● SOURCE EXTRACT
=== Section Start ===
Cape Town – The South African Medical Research Council (SAMRC) says unsafe sex and heightened alcohol consumption are the top risk factors for disease and death in South Africa.
SAMRC’s Burden of Disease Research Unit latest report on South Africa’s leading causes of disease and death report, which was recently published, found that South Africa has high rates of mortality and morbidity which are underpinned by the occurrence of risk factors related to lifestyle, social behaviours and the environment.
SAMRC’s unit director, Professor Debbie Bradshaw says although unsafe sex and interpersonal violence remain high on South Africa’s risk profile, key results from the study suggest that non-communicable diseases combined are at an all-time high and are highly likely to overtake unsafe sex and interpersonal violence.
“Most of our work has looked at what are the medical causes of disease and death, and we wanted to take a step further to understand what are the risk factors that can be changed that are driving the disease and premature mortality in the country.
“Things like interpersonal violence, unsafe sex and high blood pressure those risks factors causes a lot of death and which we do consider that it can be prevented,” she said.
Bradshaw said one of the limitations in the study they have conducted is historical and depicts the trends on these risk factors and they saw that by 2012 unsafe was by far the most important risk factor that needs to be addressed to reduce the burden of disease.
“Unsafe sex dominates South Africa’s risk factor profile and accounts for the largest proportion (27%) of the 20.6 million disability adjusted life years were lost in 2012,”
=== Section End ===
● ASSIGNMENT
Continue the article on South Africa's top risk factors for disease and death from the point where it stops.

Collected data entries
=== Section Start ===
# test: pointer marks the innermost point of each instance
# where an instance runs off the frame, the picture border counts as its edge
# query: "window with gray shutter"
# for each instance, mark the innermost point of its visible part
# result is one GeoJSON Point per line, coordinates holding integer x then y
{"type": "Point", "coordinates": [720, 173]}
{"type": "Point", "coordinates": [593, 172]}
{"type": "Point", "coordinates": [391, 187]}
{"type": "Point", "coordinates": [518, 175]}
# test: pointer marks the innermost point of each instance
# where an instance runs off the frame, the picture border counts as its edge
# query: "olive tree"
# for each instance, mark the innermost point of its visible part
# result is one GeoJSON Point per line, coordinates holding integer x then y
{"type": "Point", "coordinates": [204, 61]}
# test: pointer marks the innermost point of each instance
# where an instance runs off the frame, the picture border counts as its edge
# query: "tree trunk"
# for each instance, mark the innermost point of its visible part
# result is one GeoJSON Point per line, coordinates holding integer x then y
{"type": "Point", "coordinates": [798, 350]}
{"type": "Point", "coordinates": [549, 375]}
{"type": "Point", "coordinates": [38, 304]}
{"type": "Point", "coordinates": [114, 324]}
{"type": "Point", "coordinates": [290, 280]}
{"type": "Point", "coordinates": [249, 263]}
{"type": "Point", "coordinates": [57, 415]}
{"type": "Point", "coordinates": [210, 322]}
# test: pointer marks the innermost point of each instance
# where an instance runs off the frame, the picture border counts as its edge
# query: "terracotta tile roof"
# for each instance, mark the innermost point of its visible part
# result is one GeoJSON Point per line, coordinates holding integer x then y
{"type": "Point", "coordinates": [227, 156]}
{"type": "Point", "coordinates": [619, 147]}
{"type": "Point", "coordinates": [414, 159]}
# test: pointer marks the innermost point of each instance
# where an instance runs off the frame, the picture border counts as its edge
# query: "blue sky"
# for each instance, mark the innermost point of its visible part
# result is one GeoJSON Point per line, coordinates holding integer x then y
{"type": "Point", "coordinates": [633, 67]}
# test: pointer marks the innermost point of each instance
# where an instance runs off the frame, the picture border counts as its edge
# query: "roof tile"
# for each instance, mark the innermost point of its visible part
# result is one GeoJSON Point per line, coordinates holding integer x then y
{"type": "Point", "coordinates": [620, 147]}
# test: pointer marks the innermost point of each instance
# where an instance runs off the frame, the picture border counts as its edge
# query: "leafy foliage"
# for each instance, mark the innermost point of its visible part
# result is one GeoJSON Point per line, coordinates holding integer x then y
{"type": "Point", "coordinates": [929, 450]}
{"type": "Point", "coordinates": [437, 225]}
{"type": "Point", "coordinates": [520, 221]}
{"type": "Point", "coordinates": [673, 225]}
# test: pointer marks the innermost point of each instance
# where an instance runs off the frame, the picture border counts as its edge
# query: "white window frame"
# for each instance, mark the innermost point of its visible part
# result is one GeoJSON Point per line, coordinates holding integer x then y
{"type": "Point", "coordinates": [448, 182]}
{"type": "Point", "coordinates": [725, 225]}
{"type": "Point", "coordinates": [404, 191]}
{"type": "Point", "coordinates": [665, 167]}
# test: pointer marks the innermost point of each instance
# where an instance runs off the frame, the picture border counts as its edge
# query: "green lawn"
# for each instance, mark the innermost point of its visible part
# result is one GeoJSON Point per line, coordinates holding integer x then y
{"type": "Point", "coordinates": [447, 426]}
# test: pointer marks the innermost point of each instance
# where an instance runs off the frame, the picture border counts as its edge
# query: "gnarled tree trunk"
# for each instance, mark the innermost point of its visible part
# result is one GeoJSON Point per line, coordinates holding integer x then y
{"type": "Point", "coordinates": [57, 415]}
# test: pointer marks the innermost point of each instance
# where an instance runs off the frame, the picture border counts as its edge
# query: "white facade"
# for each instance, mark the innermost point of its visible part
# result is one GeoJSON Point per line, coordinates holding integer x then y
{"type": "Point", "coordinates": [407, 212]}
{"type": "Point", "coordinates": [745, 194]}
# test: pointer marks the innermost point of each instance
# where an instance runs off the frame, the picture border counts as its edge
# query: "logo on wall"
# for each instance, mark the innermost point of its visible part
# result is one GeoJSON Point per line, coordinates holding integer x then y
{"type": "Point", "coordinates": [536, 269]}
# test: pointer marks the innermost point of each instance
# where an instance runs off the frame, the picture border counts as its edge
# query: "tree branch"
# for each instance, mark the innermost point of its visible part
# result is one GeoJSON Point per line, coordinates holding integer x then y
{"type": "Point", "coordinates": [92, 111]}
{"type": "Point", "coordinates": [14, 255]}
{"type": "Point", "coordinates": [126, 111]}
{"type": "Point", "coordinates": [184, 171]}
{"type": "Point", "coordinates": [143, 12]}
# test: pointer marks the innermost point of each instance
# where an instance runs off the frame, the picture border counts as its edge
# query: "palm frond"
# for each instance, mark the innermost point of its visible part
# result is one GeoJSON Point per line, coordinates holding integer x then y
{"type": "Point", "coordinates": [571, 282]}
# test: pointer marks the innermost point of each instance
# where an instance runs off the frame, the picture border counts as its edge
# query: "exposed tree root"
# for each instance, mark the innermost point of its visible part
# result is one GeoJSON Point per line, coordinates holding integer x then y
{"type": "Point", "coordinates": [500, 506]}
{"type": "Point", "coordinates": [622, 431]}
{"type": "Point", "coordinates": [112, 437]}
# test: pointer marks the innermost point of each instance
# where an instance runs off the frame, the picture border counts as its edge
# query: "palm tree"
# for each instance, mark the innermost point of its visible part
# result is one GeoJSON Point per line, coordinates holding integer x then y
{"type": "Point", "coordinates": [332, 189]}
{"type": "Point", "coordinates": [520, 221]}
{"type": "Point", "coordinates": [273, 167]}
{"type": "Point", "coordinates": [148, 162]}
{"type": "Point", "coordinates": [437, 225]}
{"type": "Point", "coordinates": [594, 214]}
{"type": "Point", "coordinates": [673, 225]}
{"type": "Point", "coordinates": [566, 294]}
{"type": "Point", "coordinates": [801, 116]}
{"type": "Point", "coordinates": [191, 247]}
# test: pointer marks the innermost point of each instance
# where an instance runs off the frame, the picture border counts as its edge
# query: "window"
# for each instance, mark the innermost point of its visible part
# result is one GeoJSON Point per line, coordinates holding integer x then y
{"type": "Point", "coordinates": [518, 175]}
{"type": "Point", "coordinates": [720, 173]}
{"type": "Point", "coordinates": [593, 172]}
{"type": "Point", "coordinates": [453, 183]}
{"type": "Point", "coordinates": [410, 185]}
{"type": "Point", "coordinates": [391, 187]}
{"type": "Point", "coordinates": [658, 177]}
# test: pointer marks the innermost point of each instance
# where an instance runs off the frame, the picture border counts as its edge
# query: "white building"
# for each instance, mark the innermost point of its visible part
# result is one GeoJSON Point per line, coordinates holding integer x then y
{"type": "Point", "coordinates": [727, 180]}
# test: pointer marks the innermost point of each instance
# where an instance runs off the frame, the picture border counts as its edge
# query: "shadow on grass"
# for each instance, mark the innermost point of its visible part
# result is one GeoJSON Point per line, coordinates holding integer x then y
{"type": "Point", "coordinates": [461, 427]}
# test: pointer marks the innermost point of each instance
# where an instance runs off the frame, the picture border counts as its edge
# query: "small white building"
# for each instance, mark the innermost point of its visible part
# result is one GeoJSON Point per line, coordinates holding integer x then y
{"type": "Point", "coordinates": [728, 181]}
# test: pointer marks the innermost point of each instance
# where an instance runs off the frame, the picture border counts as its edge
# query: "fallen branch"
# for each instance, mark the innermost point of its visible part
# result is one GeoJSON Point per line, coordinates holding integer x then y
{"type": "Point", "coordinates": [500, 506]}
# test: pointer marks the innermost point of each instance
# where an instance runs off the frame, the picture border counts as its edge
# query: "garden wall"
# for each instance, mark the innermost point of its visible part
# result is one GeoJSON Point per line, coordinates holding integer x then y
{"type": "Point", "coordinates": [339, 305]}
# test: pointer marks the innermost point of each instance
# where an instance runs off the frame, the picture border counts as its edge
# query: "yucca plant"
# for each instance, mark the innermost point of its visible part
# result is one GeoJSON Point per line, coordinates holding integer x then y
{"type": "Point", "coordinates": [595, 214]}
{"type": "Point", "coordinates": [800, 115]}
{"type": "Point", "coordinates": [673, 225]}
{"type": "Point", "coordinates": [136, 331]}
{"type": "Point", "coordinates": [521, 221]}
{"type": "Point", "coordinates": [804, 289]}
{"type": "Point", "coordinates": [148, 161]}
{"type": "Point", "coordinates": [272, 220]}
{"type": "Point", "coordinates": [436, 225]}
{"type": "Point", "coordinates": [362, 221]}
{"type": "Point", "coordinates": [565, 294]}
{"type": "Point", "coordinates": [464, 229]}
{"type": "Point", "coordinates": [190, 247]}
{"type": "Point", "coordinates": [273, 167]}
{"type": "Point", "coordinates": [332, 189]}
=== Section End ===
● WRITTEN REPLY
“We do believe that by 2020 and after Covid that unsafe sex has probably become less dominant but it's still a leading risk factor but the data beyond our studies suggests that it is leading risk factor of similar of magnitude,” she said.
She also added that the Covid-19 period has probably accelerated the cardiovascular risk factors of weight, high blood pressure and diabetes.
Bradshaw said that there has been a massive increase in the use of condoms but infections continue to spread throughout the country.
“Condom use is very important.
“If we get rid of unsafe sex, we will see the number of people being infected with HIV and STIs being reduced.
“The extent of the burden was really profound and its declining but we are still having it as risk factor and there is a room for reminding people to know their status, they should protect especially if they have multiple partners,” she said.
She further stated that in this study they also noted a shift where females are involved in heavy drinking and males are engaging in binge drinking during the weekends.
“These patterns are alarming because alcohol abuse can lead to unsafe sex, which may lead to the transmission of HIV and STIs,” she said.